▶ [Task objective]:
Rescale the listing below by copying every line of it, with each point coordinate in the answers multiplied by 2.4 and rounded to a whole number, halves rounding up. Keep every other line unchanged, including the sample coordinates in the format description.

__________________________________________________

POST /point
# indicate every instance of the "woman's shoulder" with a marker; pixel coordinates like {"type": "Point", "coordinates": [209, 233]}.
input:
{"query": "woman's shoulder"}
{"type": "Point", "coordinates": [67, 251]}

__________________________________________________

▶ [Written response]:
POST /point
# indicate every instance of the "woman's shoulder" with a marker; pixel coordinates like {"type": "Point", "coordinates": [209, 233]}.
input:
{"query": "woman's shoulder"}
{"type": "Point", "coordinates": [161, 602]}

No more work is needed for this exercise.